═════ Text extract ═════

What drives a runner to toe the starting line for a race that is 50 kilometers or even 50 miles?

Races like that may take seven, eight or even 10 to 12 hours to complete. It takes a special runner to not only train their body to get through the physical aspect of a race that long, but, more importantly, the mental aspect, which can be more difficult to achieve.

Runners who attempt these feats are called ultra-marathoners. I think of an ultra-marathoner as someone who goes beyond the 26.2-mile marathon distance.

Webster’s dictionary defines ultra as “going beyond others or beyond due limit, aka extreme.”

I know a lot of ultra or extreme runners, from Mike Wardian, the recent winner of the World Marathon Challenge, which was seven marathons on seven continents in seven days, to Dean Karnazes, with whom I have spoken through email over the years, and they are as tough mentally as they are physically.

Locally here at the beach, I am proud to write about and feature the accomplishments of 55-year-old Rehoboth runner and friend Luanne Goldfarb. In just five short years, she has gone from a beginner who never ran before to an ultra-marathoner who is also extreme in her training, her racing and even playing a game of Pictionary or Categories when our families get together.

For Goldfarb, it all started with a Couch to 5K newspaper clipping saved in a jewelry box, as she thought to herself, “That does not seem too hard.” After a year of practice, she tried a 5K and did better than she thought. Since that first couple of years in 2012 and 2013 when she got her feet wet in all the local 5K races, Goldfarb pretty much tried every distance and held her own in the 50-54 age group throughout the journey.

From the road race circuit she then fell in love with the triathlon, as it became her new challenge, adding the bike and the swim components. She continued to improve her fitness level as she began to work with local trainer Kevin Danahy of Tricoach, an accomplished triathlete himself and former U.S. champion in the duathlon.

═════ Supplied entries ═════

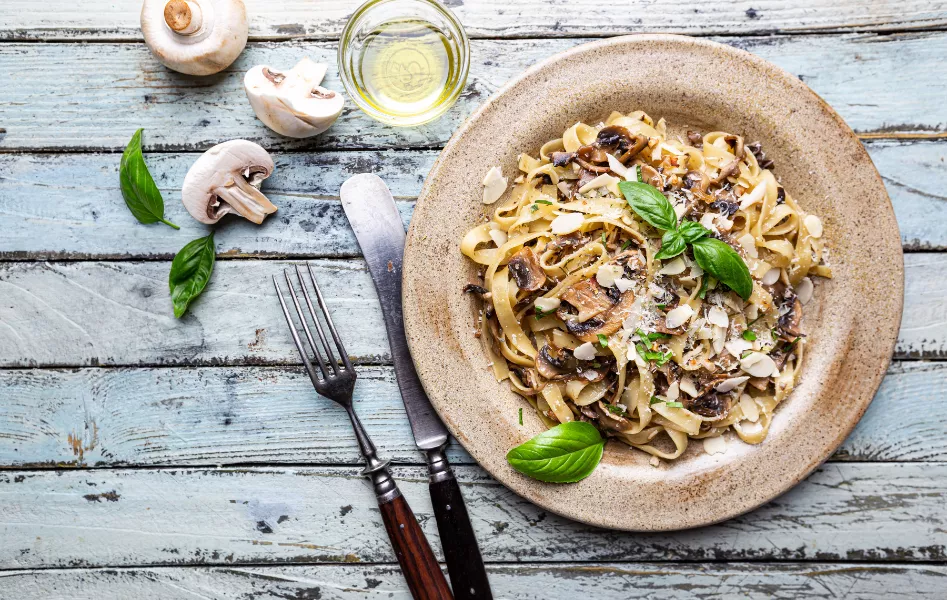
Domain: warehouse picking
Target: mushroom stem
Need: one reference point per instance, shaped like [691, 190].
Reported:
[245, 199]
[184, 17]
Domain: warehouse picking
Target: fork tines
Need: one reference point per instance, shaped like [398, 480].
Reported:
[328, 364]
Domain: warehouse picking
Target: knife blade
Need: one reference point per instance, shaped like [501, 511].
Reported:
[374, 217]
[377, 224]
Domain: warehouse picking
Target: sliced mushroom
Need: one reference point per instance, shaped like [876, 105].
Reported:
[710, 405]
[605, 324]
[227, 179]
[730, 169]
[789, 323]
[291, 103]
[611, 420]
[555, 363]
[526, 270]
[588, 297]
[473, 288]
[196, 37]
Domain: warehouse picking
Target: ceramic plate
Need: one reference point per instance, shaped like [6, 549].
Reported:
[852, 322]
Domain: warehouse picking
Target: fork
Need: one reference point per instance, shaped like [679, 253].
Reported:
[418, 563]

═════

● **Requirement 1**:
Reproduce the stretch of the ultra-marathon passage from "Runners who attempt" through "they are physically.", replacing "extreme" with "intense".
● **Requirement 2**:
According to the ultra-marathon passage, why does it take a special runner to complete races of 50 kilometers or 50 miles?

● **Complete response 1**:
Runners who attempt these feats are called ultra-marathoners. I think of an ultra-marathoner as someone who goes beyond the 26.2-mile marathon distance.

Webster’s dictionary defines ultra as “going beyond others or beyond due limit, aka intense.”

I know a lot of ultra or intense runners, from Mike Wardian, the recent winner of the World Marathon Challenge, which was seven marathons on seven continents in seven days, to Dean Karnazes, with whom I have spoken through email over the years, and they are as tough mentally as they are physically.

● **Complete response 2**:
Such races may last seven to twelve hours. The runner must train the body for the physical demands and, more importantly, prepare for the mental side, which can be harder to achieve.